Text passage |
# political compass



## PPCLI Guy (17 Jul 2005)

Britney Spears said:
			
		

> You and me both. Robin Westin sounds like my mother.
> 
> 
> 
> Incidentally, my <a href=http://www.politicalcompass.org/>Political Compass</a> results(-2.10, -1.50 I believe) place me ideologically far to the left of the Liberal Party of Canada, and close to the NDP, and yet, here I am. Now I'm all confused and   need to go sit down and engage in some self reflection.....



And here I am at:

 Your political compass
Economic Left/Right: -3.25
Social Libertarian/Authoritarian: -3.69 

And I thought I was more liberal than that.....


----------



## Scoobie Newbie (17 Jul 2005)

Economic Left/Right: -1.25
Social Libertarian/Authoritarian: -2.10


----------



## McG (17 Jul 2005)

Your political compass
Economic Left/Right: -2.75
Social Libertarian/Authoritarian: -0.10


----------



## Younghusband (17 Jul 2005)

OMG a bunch of pinkos! Just joking... here is mine:

Economic Left/Right: 5.13
Social Libertarian/Authoritarian: -1.03

As you can see I am a firm beleiver in the "Invisible Hand."

Record list |
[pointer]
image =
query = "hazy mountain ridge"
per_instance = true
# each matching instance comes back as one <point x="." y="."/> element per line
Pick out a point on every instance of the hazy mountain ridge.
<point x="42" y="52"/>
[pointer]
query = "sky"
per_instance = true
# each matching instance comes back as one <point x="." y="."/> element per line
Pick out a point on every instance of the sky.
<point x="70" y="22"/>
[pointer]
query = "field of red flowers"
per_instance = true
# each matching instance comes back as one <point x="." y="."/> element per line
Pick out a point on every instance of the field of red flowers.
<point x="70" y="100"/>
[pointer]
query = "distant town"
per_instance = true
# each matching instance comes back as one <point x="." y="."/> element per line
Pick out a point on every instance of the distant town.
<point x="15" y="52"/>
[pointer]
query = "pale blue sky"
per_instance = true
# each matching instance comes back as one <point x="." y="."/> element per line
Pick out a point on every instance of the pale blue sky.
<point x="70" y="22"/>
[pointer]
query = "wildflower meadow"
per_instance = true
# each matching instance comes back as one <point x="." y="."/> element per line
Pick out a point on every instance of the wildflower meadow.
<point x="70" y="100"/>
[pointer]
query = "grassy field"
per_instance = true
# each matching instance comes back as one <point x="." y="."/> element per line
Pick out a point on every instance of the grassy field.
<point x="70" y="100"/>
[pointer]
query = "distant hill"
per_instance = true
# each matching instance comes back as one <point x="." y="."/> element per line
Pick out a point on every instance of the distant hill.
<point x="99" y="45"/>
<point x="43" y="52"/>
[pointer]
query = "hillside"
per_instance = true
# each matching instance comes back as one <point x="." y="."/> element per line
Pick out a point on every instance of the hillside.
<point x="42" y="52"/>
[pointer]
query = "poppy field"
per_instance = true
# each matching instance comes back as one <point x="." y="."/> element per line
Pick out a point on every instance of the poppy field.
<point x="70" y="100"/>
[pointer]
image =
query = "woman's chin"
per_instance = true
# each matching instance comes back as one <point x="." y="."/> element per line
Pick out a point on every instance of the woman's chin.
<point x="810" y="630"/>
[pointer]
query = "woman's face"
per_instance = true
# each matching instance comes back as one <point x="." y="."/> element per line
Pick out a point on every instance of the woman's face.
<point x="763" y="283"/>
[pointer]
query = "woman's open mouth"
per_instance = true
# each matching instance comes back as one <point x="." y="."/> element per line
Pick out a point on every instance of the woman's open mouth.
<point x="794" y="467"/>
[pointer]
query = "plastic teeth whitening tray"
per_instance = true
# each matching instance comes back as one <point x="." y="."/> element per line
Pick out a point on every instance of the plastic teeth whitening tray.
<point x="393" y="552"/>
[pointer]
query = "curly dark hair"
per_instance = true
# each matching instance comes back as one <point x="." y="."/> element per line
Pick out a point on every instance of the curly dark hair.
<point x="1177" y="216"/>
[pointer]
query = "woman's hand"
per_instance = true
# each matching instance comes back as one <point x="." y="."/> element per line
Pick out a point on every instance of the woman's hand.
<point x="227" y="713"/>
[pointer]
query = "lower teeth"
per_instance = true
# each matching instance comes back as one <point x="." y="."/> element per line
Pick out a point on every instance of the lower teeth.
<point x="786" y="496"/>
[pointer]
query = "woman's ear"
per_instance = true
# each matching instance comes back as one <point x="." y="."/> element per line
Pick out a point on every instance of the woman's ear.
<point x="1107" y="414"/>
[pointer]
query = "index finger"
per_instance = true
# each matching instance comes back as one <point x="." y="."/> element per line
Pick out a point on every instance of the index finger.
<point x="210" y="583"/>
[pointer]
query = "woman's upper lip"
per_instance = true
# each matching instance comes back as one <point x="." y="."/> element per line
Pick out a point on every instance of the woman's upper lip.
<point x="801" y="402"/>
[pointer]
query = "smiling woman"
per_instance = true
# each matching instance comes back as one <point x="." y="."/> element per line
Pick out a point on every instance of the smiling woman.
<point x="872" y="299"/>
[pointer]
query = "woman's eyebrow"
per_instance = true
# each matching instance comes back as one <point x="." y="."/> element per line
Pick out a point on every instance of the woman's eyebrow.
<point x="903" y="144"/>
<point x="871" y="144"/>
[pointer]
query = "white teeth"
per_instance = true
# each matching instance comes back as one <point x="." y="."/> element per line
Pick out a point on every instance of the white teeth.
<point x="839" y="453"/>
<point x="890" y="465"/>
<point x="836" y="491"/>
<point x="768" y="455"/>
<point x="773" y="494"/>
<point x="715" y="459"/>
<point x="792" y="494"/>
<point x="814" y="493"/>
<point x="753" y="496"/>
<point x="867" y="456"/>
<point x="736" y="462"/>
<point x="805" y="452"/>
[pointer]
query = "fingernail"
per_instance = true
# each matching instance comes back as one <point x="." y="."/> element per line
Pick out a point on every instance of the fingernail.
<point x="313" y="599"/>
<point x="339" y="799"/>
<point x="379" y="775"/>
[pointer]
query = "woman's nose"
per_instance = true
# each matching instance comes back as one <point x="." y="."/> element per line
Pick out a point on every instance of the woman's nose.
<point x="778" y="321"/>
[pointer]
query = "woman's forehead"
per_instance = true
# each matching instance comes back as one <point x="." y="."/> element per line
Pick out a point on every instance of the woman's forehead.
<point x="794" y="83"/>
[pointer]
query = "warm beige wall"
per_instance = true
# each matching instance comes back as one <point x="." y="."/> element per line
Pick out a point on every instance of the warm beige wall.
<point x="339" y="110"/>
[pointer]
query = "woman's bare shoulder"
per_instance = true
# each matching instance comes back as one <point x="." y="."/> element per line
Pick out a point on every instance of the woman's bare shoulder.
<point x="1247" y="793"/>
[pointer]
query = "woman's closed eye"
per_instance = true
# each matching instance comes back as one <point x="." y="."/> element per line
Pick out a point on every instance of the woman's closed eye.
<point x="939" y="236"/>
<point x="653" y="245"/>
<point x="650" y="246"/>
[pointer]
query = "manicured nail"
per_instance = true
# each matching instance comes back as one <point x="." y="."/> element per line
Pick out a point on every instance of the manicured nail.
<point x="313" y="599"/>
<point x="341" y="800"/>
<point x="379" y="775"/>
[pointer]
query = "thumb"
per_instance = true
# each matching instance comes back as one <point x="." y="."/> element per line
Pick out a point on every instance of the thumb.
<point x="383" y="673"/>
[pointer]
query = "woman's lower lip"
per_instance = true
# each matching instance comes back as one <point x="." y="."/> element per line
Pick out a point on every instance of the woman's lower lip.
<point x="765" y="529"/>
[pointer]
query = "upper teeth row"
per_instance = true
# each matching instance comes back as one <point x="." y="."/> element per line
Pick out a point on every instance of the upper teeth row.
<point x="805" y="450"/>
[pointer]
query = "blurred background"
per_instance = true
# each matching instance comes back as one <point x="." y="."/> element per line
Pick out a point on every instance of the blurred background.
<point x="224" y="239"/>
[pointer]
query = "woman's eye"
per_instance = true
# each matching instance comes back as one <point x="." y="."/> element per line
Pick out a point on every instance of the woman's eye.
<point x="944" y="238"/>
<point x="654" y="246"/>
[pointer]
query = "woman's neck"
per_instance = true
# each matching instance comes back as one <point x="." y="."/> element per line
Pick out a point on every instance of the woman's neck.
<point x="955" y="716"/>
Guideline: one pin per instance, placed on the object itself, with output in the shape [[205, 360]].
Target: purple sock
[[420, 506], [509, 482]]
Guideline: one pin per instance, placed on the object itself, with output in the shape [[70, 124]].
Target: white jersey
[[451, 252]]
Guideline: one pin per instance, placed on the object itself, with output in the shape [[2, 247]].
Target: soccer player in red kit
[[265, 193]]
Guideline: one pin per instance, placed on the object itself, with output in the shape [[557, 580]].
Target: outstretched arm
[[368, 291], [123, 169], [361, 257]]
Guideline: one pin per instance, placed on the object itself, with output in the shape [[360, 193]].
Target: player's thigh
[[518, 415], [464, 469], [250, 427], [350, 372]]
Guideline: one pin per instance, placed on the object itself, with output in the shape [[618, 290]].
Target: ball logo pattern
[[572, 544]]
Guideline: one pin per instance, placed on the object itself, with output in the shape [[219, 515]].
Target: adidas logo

Problems to solve |
**1)** Answer these questions from the political compass thread:
(a) What Economic Left/Right score did McG post?
(b) Which poster calls himself a firm believer in the "Invisible Hand"?
(c) What Social Libertarian/Authoritarian score did Scoobie Newbie post?
**2)** Extract every line of the records that contains the string "hair". Case counts.

Results for each task |
**1)**
(a) -2.75
(b) Younghusband
(c) -2.10

**2)**
query = "curly dark hair"
Pick out a point on every instance of the curly dark hair.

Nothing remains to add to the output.